**Goal of the exercise**
Copy the items below verbatim, keeping every line unchanged.

[Point annotation data, excerpts]
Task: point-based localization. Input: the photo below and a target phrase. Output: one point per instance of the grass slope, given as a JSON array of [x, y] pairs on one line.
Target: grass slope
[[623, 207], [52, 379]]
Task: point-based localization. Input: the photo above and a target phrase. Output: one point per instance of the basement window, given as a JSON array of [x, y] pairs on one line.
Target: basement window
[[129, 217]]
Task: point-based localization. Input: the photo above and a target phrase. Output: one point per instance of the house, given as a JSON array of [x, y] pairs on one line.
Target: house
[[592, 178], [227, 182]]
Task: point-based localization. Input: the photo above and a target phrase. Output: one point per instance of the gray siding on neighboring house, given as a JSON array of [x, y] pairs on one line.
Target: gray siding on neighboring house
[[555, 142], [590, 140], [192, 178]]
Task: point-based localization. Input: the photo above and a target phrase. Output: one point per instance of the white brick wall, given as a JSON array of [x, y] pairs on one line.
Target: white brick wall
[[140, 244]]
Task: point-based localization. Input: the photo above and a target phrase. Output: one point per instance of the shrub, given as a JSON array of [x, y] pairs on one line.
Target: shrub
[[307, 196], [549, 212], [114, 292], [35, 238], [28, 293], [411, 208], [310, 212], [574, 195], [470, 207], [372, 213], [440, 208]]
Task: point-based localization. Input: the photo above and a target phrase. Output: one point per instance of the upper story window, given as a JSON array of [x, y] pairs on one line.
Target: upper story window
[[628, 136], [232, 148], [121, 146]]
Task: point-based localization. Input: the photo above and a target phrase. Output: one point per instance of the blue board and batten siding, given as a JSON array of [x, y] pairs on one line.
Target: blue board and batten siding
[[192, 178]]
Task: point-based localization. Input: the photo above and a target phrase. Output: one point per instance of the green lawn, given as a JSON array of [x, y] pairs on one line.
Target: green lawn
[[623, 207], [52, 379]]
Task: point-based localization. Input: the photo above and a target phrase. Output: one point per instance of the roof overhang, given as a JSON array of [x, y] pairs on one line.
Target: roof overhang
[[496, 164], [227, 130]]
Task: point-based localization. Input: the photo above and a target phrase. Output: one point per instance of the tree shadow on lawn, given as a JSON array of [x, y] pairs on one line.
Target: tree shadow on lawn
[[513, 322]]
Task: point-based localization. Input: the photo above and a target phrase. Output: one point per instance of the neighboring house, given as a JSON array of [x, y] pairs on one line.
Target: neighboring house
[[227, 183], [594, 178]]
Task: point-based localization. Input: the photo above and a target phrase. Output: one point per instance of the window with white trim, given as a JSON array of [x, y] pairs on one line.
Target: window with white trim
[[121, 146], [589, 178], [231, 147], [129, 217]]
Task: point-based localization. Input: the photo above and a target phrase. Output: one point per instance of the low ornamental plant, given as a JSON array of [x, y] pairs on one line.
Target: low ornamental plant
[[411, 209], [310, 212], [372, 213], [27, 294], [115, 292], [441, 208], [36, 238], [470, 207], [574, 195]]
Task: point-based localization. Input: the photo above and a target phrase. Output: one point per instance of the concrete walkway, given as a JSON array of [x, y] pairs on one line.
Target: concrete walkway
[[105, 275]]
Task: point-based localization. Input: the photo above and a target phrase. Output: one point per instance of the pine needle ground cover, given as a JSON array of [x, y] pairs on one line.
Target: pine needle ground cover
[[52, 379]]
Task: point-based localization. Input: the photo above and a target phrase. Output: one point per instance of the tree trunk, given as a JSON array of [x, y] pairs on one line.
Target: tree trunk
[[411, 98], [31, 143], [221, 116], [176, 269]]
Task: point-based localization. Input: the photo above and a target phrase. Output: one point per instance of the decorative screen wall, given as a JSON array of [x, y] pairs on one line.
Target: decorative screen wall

**The solution**
Task: point-based localization. Input: the photo below and a target phrase. Output: one point per instance of the grass slope, given as a JSON array of [x, y] pairs on one line.
Target: grass slope
[[623, 207], [52, 379]]
Task: point-based localization. Input: the photo above and a target phrase. Output: one point per instance of the basement window, given as a JSON array of [x, y] pairs on one line.
Target: basement window
[[129, 217]]
Task: point-based localization. Input: the photo above and a target phrase. Output: one point per instance of the house, given as a JSON array of [x, y] pairs on one line.
Target: house
[[592, 178], [227, 182]]
Task: point-based localization. Input: the photo above and a target phrase. Output: one point per instance of the gray siding on neighboring house, given as a JSON array of [x, y] pairs on one line.
Target: gray siding on neighboring house
[[555, 142], [590, 140], [192, 178]]
Task: point-based localization. Input: the photo above and a target phrase. Output: one point per instance of the white brick wall, given as a JSON array of [x, y] pairs on one line.
Target: white brick wall
[[140, 244]]
Task: point-based localization. Input: the photo above and a target phrase. Output: one point per instance of the shrub, given as a JSON array of [x, y] pairs on one line.
Target: shrub
[[307, 196], [549, 212], [114, 292], [35, 238], [28, 293], [411, 208], [310, 212], [574, 195], [470, 207], [372, 213], [440, 208]]
Task: point-based localization. Input: the photo above and a target phrase. Output: one point per instance of the upper story window, given as a JSON array of [x, y] pairs on one line.
Target: upper story window
[[628, 136], [232, 148], [121, 146]]
Task: point-based localization. Input: the photo above and a target phrase. Output: one point per instance of the blue board and batten siding, given as a JSON array of [x, y] pairs on one line.
Target: blue board and batten siding
[[192, 178]]
Task: point-based localization. Input: the photo above and a target phrase. Output: one point per instance of the green lawn, given as a JSON array of [x, y] pairs on one line.
Target: green lawn
[[623, 207], [52, 379]]
Task: point-based localization. Input: the photo above and a target phrase. Output: one point per instance of the roof overhang, given as a JSON array of [x, y] pairs on one line.
Target: roof overhang
[[496, 164], [227, 130]]
Task: point-based localization. Input: the photo above and a target phrase. Output: one point per instance of the tree shadow on lawn, given as a JSON array of [x, y] pairs on one line.
Target: tree shadow on lawn
[[513, 322]]
Task: point-based localization. Input: the photo above and a target phrase. Output: one point per instance of the neighboring house, given as a JSON array of [x, y] pairs on one line.
Target: neighboring house
[[227, 183], [594, 178]]
Task: point-based localization. Input: the photo above and a target phrase. Output: one point per instance of the window with white trim, given as a JSON array of [x, y] pairs on one line.
Target: window with white trim
[[121, 146], [589, 178], [231, 147], [129, 217]]
Task: point-based localization. Input: the photo above and a target phrase. Output: one point per instance of the low ornamental plant, given as a JSON array of [x, y] pairs on one line.
Target: low ornamental plant
[[411, 209], [310, 212], [372, 213], [27, 294], [115, 292], [441, 208], [36, 238], [470, 207], [574, 195]]
Task: point-based localization. Input: the photo above and a target phrase. Output: one point per instance of the concrete walkway, given as a JSON array of [x, y] pairs on one line.
Target: concrete walkway
[[105, 275]]
Task: point-based localization. Input: the photo above and a target phrase. Output: one point per instance of the pine needle ground cover, given as a JSON array of [x, y] pairs on one line.
Target: pine needle ground cover
[[52, 379]]
Task: point-based localization. Input: the photo above and a target phrase. Output: one point per instance of the tree trunk, given as a JSON array of [x, y] pairs on one line.
Target: tree trunk
[[411, 98], [31, 143], [221, 116], [176, 269]]
Task: point-based localization. Input: the photo above and a target phrase. Output: one point per instance of the decorative screen wall, given as a JSON array of [x, y] pairs on one line.
Target: decorative screen wall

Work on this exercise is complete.